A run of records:
################
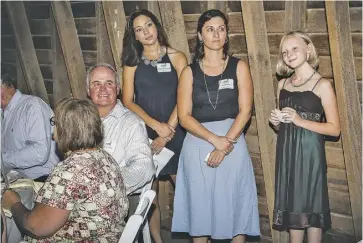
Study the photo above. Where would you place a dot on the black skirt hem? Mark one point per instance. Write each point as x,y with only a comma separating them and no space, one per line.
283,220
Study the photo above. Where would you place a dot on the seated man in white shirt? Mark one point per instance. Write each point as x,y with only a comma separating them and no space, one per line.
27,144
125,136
################
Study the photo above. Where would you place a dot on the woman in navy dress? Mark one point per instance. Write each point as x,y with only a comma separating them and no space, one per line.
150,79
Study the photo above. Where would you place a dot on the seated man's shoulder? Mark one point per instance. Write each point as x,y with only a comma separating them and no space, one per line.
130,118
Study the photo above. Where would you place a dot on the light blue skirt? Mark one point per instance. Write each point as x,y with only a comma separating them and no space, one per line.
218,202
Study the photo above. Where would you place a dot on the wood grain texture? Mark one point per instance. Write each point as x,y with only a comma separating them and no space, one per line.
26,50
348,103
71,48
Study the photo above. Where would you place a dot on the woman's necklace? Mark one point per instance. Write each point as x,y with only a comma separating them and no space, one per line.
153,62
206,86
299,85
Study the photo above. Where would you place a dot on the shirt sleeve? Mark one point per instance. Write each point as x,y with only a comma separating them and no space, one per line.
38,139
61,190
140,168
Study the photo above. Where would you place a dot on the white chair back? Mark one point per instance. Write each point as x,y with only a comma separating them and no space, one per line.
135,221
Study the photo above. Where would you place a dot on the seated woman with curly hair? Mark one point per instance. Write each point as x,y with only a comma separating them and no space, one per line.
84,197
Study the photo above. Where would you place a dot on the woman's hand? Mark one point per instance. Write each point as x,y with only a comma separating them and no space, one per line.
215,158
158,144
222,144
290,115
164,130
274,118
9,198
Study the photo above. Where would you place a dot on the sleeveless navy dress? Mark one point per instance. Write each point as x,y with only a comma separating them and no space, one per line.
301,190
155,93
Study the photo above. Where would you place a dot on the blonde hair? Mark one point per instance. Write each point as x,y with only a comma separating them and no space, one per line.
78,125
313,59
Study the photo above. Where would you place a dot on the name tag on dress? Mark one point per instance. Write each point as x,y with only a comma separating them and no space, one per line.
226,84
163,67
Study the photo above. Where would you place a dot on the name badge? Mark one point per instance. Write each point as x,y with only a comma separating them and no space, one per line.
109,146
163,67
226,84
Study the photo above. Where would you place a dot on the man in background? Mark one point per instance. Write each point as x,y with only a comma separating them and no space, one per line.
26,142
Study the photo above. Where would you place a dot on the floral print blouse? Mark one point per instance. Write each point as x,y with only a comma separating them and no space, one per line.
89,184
################
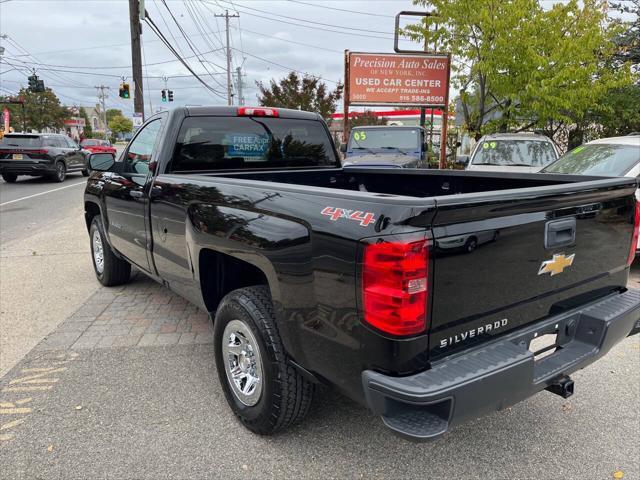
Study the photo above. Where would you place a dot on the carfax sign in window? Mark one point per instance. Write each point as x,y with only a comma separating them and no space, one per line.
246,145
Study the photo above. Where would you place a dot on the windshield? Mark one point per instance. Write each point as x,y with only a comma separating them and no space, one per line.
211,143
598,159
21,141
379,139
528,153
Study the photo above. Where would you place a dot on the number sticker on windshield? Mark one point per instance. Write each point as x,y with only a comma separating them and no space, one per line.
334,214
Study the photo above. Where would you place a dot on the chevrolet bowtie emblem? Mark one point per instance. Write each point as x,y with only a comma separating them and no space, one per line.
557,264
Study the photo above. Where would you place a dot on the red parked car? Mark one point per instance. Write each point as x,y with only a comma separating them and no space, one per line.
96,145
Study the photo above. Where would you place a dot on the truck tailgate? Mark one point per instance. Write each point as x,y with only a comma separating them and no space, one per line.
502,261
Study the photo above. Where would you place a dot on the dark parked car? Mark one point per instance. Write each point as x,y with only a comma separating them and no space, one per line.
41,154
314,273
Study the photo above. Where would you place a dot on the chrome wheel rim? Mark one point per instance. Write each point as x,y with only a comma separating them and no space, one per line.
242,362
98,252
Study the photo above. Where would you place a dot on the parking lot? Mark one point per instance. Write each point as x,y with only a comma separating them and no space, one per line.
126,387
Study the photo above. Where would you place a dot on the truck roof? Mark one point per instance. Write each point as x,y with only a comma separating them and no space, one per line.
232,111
################
**What you should do:** List every line in the listing above that contains the string "skirt", copying each such line in full. Treat the match as case-sensitive.

**The result:**
Study the photo above. Where would you place a dot on the black skirt hem? Mark one point per instance. Write each point as x,y with only a comma separating them and no space, one per line.
Study the photo above. Where would you place a dot on the light blue skirt? Mark one point per instance. Write each point as x,y with only a comma separating them and no space, one per line.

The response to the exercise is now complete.